◆ WHAT YOU SHOULD DO ◆
In the records below, how many lines contain the string "Give"? Count only matches with the same capitalization, and reply with the number alone.

◆ INPUT FOR THIS TASK ◆
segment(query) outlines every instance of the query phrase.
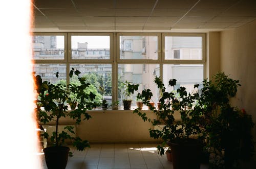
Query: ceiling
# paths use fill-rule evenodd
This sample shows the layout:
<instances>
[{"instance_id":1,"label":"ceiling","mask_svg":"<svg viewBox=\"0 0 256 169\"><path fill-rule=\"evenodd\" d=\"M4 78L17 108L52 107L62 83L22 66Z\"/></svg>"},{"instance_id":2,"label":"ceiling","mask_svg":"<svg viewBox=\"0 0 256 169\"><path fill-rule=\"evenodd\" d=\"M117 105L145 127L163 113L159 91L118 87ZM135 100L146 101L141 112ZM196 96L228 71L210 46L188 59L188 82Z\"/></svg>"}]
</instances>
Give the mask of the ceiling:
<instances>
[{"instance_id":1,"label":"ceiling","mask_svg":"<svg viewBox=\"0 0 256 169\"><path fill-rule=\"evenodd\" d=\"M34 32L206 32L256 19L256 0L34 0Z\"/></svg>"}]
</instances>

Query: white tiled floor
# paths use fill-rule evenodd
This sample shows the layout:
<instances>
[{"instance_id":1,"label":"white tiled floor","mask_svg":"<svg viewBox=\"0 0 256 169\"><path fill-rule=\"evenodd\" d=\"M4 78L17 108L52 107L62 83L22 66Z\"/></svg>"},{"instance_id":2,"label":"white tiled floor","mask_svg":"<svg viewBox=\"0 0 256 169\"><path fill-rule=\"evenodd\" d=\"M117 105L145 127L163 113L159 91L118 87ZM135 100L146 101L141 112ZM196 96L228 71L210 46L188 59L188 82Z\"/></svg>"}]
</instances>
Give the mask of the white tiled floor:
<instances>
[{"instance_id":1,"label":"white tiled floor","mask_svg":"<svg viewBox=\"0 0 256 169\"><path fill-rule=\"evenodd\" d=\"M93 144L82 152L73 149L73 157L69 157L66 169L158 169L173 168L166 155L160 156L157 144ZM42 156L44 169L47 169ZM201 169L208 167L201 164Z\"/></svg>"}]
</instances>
...
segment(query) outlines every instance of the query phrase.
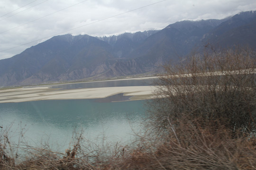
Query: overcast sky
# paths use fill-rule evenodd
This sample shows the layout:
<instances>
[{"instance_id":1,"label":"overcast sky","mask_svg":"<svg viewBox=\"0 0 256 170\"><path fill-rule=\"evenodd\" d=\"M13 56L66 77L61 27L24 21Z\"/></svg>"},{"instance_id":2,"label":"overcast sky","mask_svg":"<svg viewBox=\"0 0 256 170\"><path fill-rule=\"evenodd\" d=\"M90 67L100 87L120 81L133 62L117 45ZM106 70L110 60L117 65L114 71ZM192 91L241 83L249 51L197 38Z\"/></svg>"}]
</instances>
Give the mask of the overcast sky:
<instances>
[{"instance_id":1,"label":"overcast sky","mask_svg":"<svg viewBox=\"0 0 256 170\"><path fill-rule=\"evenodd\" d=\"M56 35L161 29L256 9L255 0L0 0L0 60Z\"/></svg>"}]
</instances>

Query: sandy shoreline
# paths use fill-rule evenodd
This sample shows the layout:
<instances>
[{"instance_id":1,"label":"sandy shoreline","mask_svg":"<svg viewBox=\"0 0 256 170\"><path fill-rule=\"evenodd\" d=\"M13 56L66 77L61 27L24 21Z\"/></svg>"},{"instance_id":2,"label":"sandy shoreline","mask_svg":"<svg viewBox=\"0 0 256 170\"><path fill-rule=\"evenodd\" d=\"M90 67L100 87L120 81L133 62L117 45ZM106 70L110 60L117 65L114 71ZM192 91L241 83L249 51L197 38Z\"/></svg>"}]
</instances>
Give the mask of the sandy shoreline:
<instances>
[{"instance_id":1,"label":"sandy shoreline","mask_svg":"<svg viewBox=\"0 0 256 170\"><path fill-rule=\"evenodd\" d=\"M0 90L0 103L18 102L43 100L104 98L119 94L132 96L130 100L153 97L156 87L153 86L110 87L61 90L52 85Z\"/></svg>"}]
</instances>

◆ EXERCISE RESULT ◆
4